§ Passage to read
═══

# My mates grow.



## UKGr0wer (Jan 5, 2010)

This is my mates n.f.t auto grow. he uses a 4ft n.f.t tank in a 2m 1.2m square tent. he uses 600 watt dual spectrum bulb with lumatek digi ballast. using canna all the way with Dr hornbys boost. he had 13 ounce dry in 7 weeks from start to finish of 5 autoflowering plants they are called il diavolo from the attitude seeds. just wanted to see what you guys think?


----------



## 2Dog (Jan 5, 2010)

looks awesome!  lol that means the devil right?  looks crystally 2Dog approves! I would smoke that in a hearbeat!


----------



## fruity86 (Jan 5, 2010)

ive be looking in to auto and i think that just sold them to me good result


----------



## UKGr0wer (Jan 5, 2010)

cheers people hes here now he said keep your eyes peeled for the next grow blueberry cross il diavolo just cracked 15 min ago lol

have this on him  :48:


----------



## fruity86 (Jan 5, 2010)

UKGr0wer said:
			
		

> cheers people hes here now he said keep your eyes peeled for the next grow blueberry cross il diavolo just cracked 15 min ago lol
> 
> have this on him  :48:



thank start a gj i want front seats to:watchplant:


----------



## UKGr0wer (Jan 5, 2010)

═══

§ Records
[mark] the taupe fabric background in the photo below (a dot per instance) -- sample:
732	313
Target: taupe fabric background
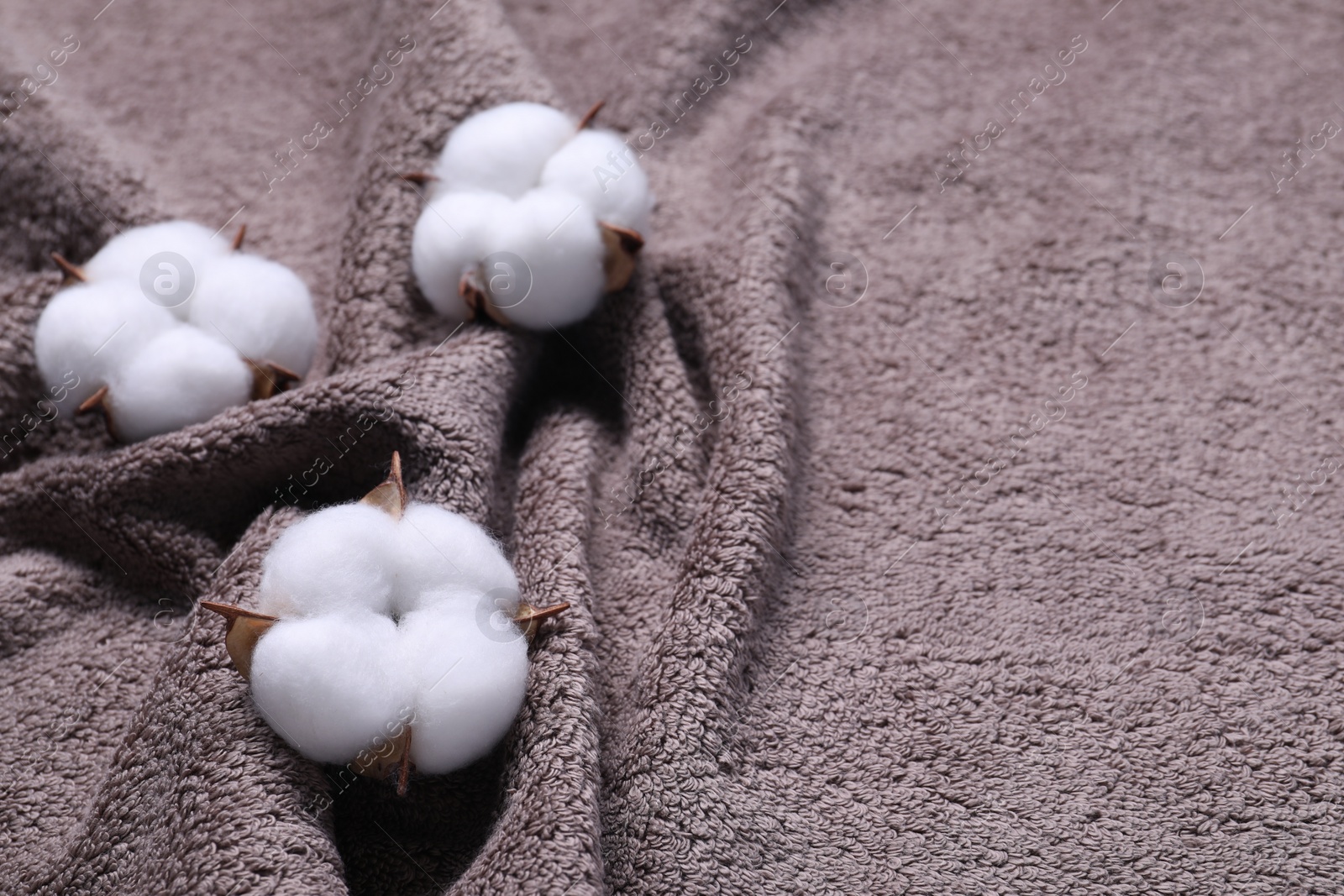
891	624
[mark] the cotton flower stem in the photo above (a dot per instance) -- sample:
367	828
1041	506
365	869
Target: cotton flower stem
270	378
390	495
479	300
245	629
71	270
591	114
622	248
528	618
98	402
403	772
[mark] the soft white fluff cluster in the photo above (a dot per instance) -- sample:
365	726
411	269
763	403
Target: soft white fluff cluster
519	183
167	367
381	616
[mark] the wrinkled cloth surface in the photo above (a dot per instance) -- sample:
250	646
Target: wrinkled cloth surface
949	506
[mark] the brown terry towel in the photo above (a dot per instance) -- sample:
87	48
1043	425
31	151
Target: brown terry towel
951	506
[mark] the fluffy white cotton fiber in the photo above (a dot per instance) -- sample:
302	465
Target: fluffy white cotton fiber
597	167
386	620
340	558
448	241
179	378
260	308
501	149
443	550
333	684
468	685
125	254
171	367
553	188
558	239
94	329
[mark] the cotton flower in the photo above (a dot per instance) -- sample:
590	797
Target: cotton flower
386	629
531	217
170	325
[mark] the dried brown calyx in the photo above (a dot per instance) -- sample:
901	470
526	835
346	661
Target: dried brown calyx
245	629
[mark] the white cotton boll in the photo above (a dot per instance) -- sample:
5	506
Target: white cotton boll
179	378
441	551
125	254
601	170
470	685
333	685
557	237
94	329
448	241
340	558
260	308
501	149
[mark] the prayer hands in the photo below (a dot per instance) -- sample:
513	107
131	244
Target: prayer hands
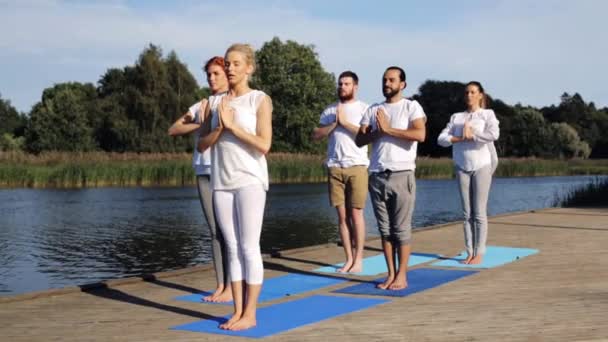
226	113
382	120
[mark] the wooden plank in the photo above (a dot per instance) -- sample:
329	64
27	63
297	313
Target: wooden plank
559	294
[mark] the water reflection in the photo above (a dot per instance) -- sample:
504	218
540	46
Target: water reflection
54	238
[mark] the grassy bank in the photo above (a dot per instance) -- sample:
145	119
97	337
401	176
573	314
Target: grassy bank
593	194
97	169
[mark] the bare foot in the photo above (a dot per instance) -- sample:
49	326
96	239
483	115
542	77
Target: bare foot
224	297
476	260
386	284
357	267
230	322
347	265
244	323
211	297
398	284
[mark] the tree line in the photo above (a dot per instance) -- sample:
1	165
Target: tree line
130	109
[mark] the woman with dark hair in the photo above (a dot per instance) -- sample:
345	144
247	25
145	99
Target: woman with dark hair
472	134
190	122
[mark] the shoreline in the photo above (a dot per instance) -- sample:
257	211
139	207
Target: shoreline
146	277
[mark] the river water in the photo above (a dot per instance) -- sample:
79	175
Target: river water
56	238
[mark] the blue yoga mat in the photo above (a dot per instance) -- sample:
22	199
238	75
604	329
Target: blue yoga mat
281	317
418	280
495	256
377	265
279	287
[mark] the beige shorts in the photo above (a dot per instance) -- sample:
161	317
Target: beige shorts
348	186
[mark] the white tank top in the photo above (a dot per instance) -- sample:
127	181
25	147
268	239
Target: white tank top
236	164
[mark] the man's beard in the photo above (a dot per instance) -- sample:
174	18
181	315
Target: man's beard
390	92
346	97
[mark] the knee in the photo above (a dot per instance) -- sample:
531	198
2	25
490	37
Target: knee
403	237
251	251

═══

§ Written exercise
Retype the auto grow thread word for word, starting at "This is my mates" and ending at "2Dog (Jan 5, 2010)". The listing has no connection to the forum thread about the auto grow.

§ Answer for this exercise
This is my mates n.f.t auto grow. he uses a 4ft n.f.t tank in a 2m 1.2m square tent. he uses 600 watt dual spectrum bulb with lumatek digi ballast. using canna all the way with Dr hornbys boost. he had 13 ounce dry in 7 weeks from start to finish of 5 autoflowering plants they are called il diavolo from the attitude seeds. just wanted to see what you guys think?


----------



## 2Dog (Jan 5, 2010)